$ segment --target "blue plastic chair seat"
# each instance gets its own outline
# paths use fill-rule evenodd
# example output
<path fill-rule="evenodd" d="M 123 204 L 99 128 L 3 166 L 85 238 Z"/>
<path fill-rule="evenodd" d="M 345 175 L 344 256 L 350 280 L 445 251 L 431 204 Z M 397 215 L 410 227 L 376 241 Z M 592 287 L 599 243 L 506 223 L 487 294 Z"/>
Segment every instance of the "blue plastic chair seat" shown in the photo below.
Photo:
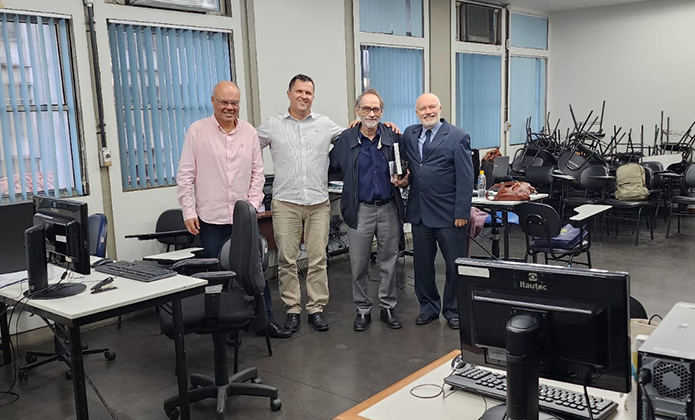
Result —
<path fill-rule="evenodd" d="M 497 220 L 502 223 L 502 212 L 498 211 L 497 212 Z M 509 212 L 507 214 L 507 221 L 509 222 L 510 225 L 519 225 L 519 215 L 517 215 L 514 212 Z M 485 225 L 491 225 L 492 224 L 492 216 L 490 214 L 487 215 L 485 218 Z"/>

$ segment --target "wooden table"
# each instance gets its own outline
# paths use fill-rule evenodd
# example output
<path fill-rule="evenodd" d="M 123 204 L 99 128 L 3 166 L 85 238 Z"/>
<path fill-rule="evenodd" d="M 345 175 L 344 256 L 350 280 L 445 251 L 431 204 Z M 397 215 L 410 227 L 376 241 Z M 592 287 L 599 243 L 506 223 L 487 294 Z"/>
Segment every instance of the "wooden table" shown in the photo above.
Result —
<path fill-rule="evenodd" d="M 453 392 L 443 380 L 451 374 L 451 360 L 460 353 L 459 350 L 435 360 L 412 375 L 398 381 L 368 400 L 338 415 L 334 420 L 477 420 L 490 408 L 503 401 L 485 398 L 468 393 Z M 581 391 L 581 386 L 541 379 L 541 383 L 559 386 L 572 391 Z M 444 395 L 422 399 L 410 394 L 410 390 L 419 384 L 444 385 Z M 420 390 L 425 393 L 425 390 Z M 623 406 L 624 397 L 611 391 L 589 388 L 589 393 L 618 402 L 617 413 L 610 420 L 628 420 L 635 418 L 636 411 L 629 412 Z"/>

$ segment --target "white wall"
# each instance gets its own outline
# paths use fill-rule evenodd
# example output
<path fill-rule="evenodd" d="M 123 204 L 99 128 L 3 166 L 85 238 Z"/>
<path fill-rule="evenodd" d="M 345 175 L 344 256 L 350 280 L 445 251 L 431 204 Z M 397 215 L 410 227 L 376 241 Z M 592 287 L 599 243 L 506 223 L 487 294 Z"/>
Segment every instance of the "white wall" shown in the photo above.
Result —
<path fill-rule="evenodd" d="M 302 73 L 316 84 L 312 110 L 347 126 L 344 9 L 344 0 L 254 1 L 263 121 L 287 110 L 288 83 Z M 263 160 L 266 173 L 273 173 L 268 151 Z"/>
<path fill-rule="evenodd" d="M 605 99 L 608 132 L 614 124 L 632 128 L 639 141 L 644 124 L 651 142 L 662 110 L 672 130 L 686 130 L 695 120 L 694 20 L 695 3 L 676 0 L 553 14 L 551 119 L 566 128 L 569 104 L 584 119 Z"/>

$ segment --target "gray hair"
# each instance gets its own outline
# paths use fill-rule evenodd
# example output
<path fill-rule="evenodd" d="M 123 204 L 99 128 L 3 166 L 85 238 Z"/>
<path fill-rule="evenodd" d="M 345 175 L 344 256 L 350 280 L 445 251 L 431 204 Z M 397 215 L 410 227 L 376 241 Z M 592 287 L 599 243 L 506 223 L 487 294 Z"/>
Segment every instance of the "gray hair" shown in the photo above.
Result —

━━━━━━━━━━

_TASK TO COMPLETE:_
Please write out the entire listing above exactly, but leave the pictures out.

_SOLUTION:_
$ segment --target "blue plastic chair seat"
# each instance gets its own outline
# paths use fill-rule evenodd
# example output
<path fill-rule="evenodd" d="M 123 204 L 99 128 L 3 166 L 85 238 Z"/>
<path fill-rule="evenodd" d="M 345 175 L 344 256 L 350 280 L 445 251 L 431 204 Z M 397 215 L 410 227 L 376 241 Z M 592 287 L 599 243 L 506 223 L 487 294 Z"/>
Segment every instance of the "blue plastic chair seat" shown in the photo below.
Photo:
Result —
<path fill-rule="evenodd" d="M 497 220 L 502 223 L 502 212 L 498 211 L 497 212 Z M 509 212 L 507 214 L 507 221 L 509 222 L 510 225 L 519 225 L 519 215 L 517 215 L 514 212 Z M 485 225 L 491 225 L 492 224 L 492 216 L 490 214 L 487 215 L 485 218 Z"/>

$ segment --target "wooden table"
# each instance gets its own outline
# paths use fill-rule evenodd
# example output
<path fill-rule="evenodd" d="M 123 204 L 99 128 L 3 166 L 85 238 Z"/>
<path fill-rule="evenodd" d="M 345 175 L 344 256 L 350 280 L 445 251 L 431 204 Z M 397 215 L 410 227 L 376 241 Z M 592 287 L 599 243 L 506 223 L 487 294 Z"/>
Segment every instance of the "wooden table" shown in the photo above.
Result —
<path fill-rule="evenodd" d="M 453 392 L 443 380 L 451 374 L 451 360 L 460 353 L 459 350 L 435 360 L 412 375 L 398 381 L 368 400 L 338 415 L 334 420 L 477 420 L 490 408 L 503 401 L 485 398 L 468 393 Z M 581 391 L 581 386 L 541 379 L 541 383 L 559 386 L 572 391 Z M 444 395 L 422 399 L 410 394 L 410 390 L 419 384 L 444 385 Z M 420 390 L 425 393 L 425 390 Z M 623 406 L 624 397 L 611 391 L 589 388 L 589 393 L 618 402 L 617 413 L 610 420 L 628 420 L 635 418 L 636 411 L 629 412 Z"/>

$ segment --target "white wall"
# each instance gets its own outline
# paths use fill-rule evenodd
# example output
<path fill-rule="evenodd" d="M 123 204 L 99 128 L 3 166 L 85 238 Z"/>
<path fill-rule="evenodd" d="M 345 175 L 344 256 L 350 280 L 445 251 L 431 204 Z M 397 215 L 410 227 L 376 241 Z M 592 287 L 599 243 L 506 223 L 487 294 Z"/>
Segment every instance of the "white wall" shown in the photo above.
Result —
<path fill-rule="evenodd" d="M 302 73 L 316 84 L 312 110 L 347 126 L 344 9 L 344 0 L 254 1 L 263 121 L 287 110 L 288 83 Z M 263 160 L 266 173 L 273 173 L 268 151 Z"/>
<path fill-rule="evenodd" d="M 605 99 L 608 132 L 614 124 L 632 128 L 639 141 L 644 124 L 651 142 L 662 110 L 672 130 L 686 130 L 695 120 L 694 20 L 695 3 L 676 0 L 553 14 L 551 119 L 566 128 L 569 104 L 584 119 Z"/>

$ segment --target "gray hair"
# each instance gets its own outline
# paths use fill-rule evenodd
# example output
<path fill-rule="evenodd" d="M 123 204 L 99 128 L 3 166 L 85 238 Z"/>
<path fill-rule="evenodd" d="M 345 175 L 344 256 L 350 280 L 445 251 L 431 204 Z M 397 215 L 410 227 L 376 241 Z M 592 287 L 599 243 L 506 223 L 487 294 Z"/>
Segment every instance of the "gray hair" shown in the photo above.
Result —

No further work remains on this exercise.